Collection entries:

_ _ _ _ _ _ _

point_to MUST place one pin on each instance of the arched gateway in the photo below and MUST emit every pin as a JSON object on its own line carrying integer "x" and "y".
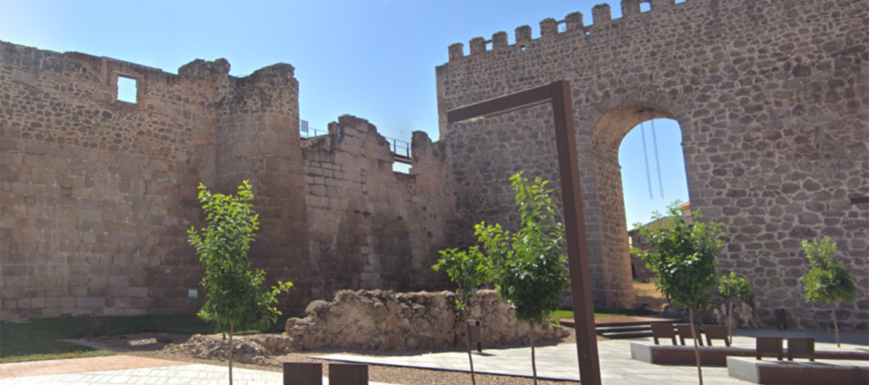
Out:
{"x": 773, "y": 100}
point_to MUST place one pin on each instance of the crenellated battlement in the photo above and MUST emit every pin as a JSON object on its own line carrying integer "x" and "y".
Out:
{"x": 573, "y": 23}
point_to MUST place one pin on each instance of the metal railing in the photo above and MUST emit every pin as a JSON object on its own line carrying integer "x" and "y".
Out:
{"x": 398, "y": 147}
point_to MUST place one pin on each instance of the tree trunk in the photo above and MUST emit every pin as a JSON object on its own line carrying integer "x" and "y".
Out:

_ _ _ _ _ _ _

Required action: Please count the lines above that hold the string "object" and reply with the number alone.

Answer to this exercise: 4